-- start --
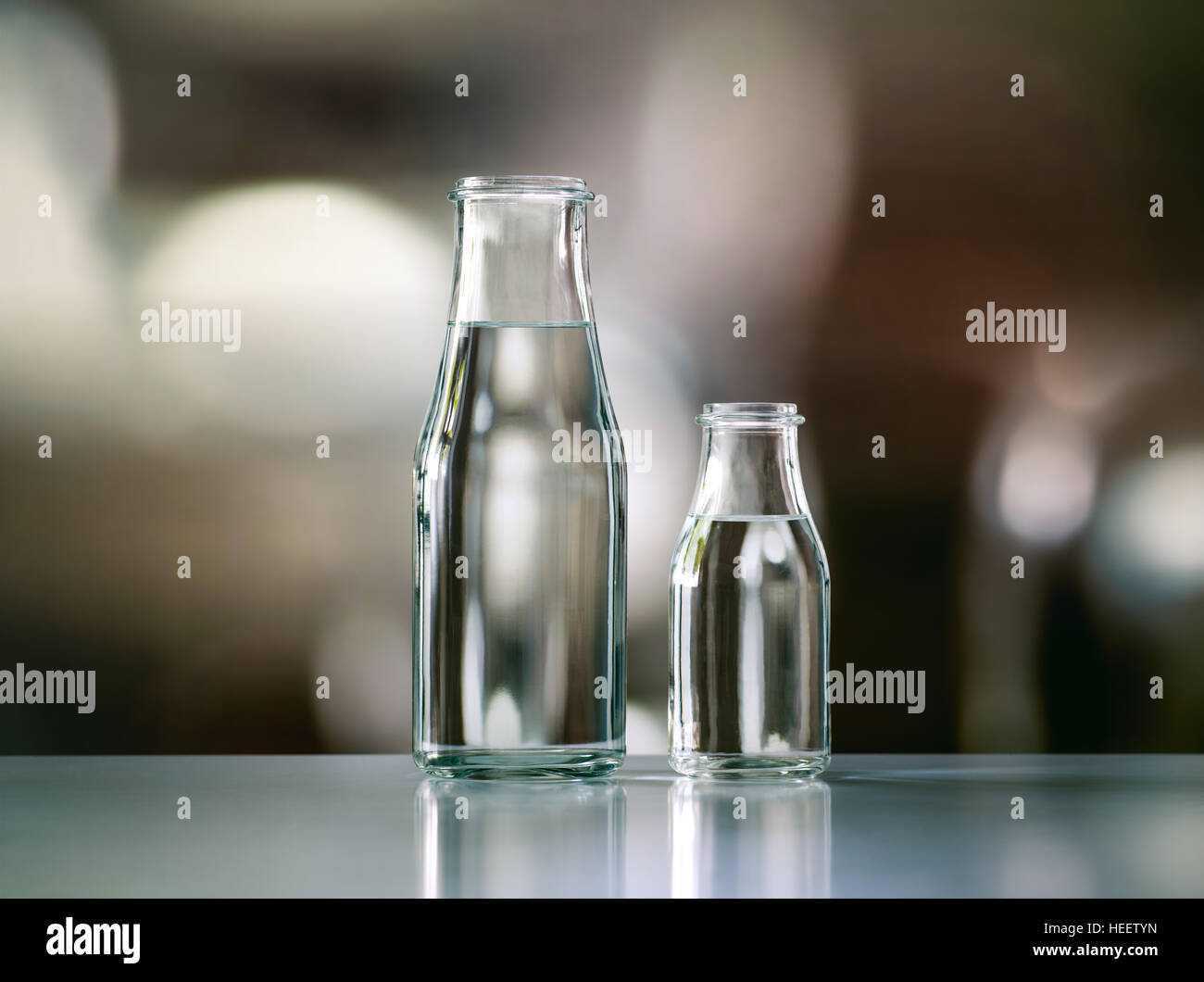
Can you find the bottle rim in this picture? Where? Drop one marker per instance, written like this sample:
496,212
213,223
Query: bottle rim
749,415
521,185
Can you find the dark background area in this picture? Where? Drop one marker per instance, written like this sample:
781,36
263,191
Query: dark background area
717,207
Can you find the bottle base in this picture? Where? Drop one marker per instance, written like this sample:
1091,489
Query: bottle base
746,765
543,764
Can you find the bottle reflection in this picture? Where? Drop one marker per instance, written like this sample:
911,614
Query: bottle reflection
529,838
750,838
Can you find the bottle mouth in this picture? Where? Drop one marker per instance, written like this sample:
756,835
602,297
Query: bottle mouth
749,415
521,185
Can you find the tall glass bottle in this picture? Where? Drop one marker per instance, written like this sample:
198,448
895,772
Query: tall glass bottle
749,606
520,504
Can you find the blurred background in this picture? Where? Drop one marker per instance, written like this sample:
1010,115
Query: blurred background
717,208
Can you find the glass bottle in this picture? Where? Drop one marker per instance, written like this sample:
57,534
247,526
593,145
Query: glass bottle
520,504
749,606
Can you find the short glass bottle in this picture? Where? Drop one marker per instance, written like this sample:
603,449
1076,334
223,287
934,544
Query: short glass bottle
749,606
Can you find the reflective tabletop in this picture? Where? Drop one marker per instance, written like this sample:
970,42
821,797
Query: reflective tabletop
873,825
-- end --
> **TASK INSTRUCTIONS**: Reproduce all of the records above, replacing "marker" with "pin" everywhere and changing nothing else. Omit the pictures.

> **RIGHT ANSWER**:
Can you find the bottle rim in this picture? Where? Drop one pin per instance, written like this sample:
496,212
213,223
Query: bottle rim
749,415
521,185
Can you find the dark background area in this picture? Where? Drop one pin per instance, written like this sample:
781,36
263,191
Query: dark background area
717,207
Can you find the bottle base in this picture? Where? Drop one pin per instance, written like this sample:
1091,489
Query: bottle base
746,765
543,764
Can you find the bottle reflection in this picture? Where? Drop one pin per instance, written like this sample:
911,614
Query: bottle reflection
529,838
750,838
Can you find the bottle mouth in this picture? Where? Drop one pin per instance, written like this sample:
756,835
602,297
Query: bottle mouth
749,415
521,185
Can you find the tall glass bottle in this picture? Where? Drop one pin per instance, written like this sample:
198,448
895,772
Query: tall glass bottle
749,606
520,504
Can you find the blurred background in this picture? Where? Drop one pin per instance, written like this sample:
1010,115
Query: blurred background
717,208
Can you find the glass bottle in this picture? Where? Drop one pin per instance, written like this sample:
57,534
247,526
593,145
Query: glass bottle
520,504
749,606
Can you find the short glass bottle in this picture? Where? Drop one pin per instance, written like this sample:
603,449
1076,334
223,287
934,544
Query: short glass bottle
749,606
Can you find the reflective tabletop in this picture? Where? Drop one pin per instance, written like this sample:
970,42
821,797
Query: reflective tabletop
873,825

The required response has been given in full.